Input:

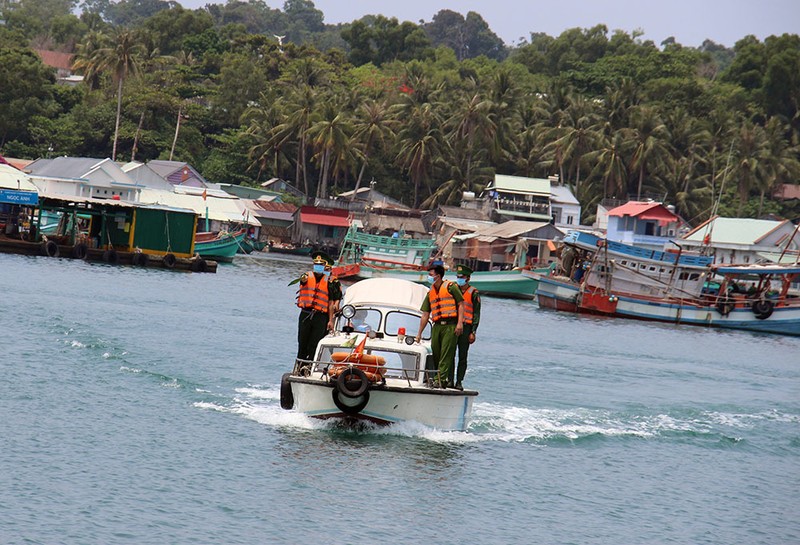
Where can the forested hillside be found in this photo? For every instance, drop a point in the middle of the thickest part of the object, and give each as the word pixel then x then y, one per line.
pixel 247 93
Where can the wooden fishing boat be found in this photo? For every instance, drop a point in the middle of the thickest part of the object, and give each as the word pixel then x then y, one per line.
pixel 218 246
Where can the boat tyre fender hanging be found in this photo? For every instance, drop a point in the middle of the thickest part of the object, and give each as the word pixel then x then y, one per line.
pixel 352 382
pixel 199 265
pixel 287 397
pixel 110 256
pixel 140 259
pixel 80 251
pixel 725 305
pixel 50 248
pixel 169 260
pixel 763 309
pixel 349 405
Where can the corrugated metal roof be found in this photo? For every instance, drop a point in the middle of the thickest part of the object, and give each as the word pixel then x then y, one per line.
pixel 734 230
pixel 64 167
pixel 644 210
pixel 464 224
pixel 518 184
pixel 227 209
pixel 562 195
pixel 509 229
==
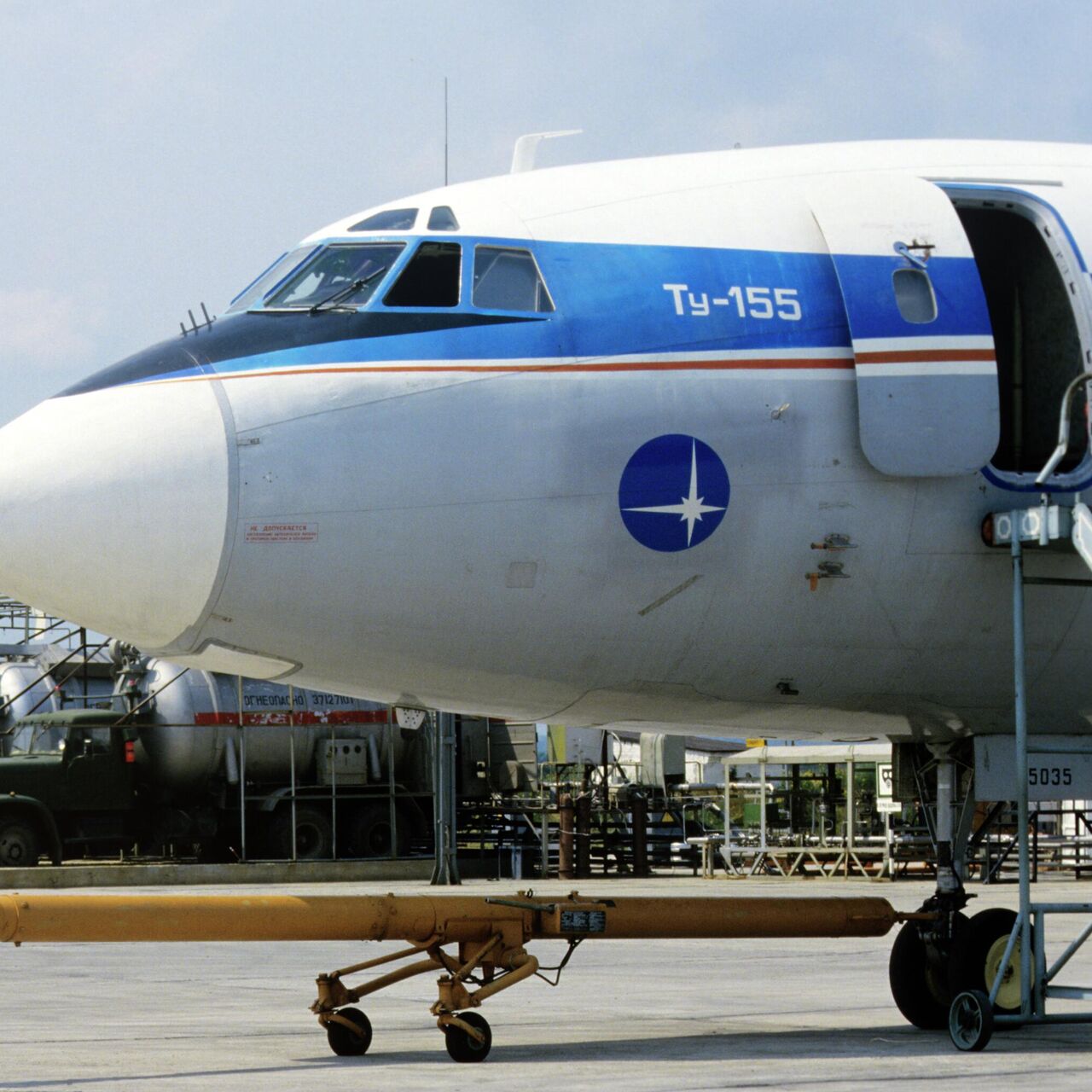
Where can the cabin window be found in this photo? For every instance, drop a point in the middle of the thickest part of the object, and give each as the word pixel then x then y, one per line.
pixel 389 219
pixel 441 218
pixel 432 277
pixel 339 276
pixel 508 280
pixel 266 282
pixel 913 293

Challenge:
Rewrite the lines of the data from the line containing "Where can the corrugated" to the line containing "pixel 518 184", both included, as a numbered list, leaving out any blank lines.

Task output:
1. Where can the corrugated metal roof be found in this photo? For every instance, drop a point in the middle of the thickest part of the object, and give each as the word pixel then x then y, one per line.
2. pixel 734 230
3. pixel 64 167
4. pixel 644 210
5. pixel 464 224
6. pixel 518 184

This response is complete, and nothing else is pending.